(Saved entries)
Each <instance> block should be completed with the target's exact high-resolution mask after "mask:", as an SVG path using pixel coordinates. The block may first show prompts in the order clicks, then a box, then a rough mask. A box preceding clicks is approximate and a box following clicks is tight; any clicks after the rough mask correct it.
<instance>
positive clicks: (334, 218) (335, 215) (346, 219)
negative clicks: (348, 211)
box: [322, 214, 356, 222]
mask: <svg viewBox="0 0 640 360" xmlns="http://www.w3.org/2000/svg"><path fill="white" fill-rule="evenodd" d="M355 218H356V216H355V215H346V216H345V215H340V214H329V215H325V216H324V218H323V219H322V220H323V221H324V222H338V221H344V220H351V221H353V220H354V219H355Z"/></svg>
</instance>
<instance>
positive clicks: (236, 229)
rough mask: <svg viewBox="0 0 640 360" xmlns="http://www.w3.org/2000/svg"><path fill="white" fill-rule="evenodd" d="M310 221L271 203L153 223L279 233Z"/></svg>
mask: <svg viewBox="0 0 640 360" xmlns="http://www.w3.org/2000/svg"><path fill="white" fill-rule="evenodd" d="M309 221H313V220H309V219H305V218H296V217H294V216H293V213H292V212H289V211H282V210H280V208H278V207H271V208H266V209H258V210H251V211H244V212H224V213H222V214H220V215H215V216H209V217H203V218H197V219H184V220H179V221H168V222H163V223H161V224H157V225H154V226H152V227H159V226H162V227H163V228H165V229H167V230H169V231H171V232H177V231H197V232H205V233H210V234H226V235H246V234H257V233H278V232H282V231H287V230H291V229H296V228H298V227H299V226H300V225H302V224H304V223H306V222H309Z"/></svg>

Task requirements –
From the entries above, give again exactly the lines running from the line with "positive clicks: (334, 218)" to the line with "positive clicks: (236, 229)"; include both of those lines.

Task answer –
positive clicks: (334, 218) (335, 215) (346, 219)
negative clicks: (348, 211)
box: [322, 214, 356, 222]
mask: <svg viewBox="0 0 640 360" xmlns="http://www.w3.org/2000/svg"><path fill="white" fill-rule="evenodd" d="M355 218H356V216H355V215H346V216H345V215H340V214H329V215H325V216H324V218H323V219H322V220H323V221H324V222H338V221H344V220H351V221H353V220H354V219H355Z"/></svg>
</instance>
<instance>
positive clicks: (236, 229)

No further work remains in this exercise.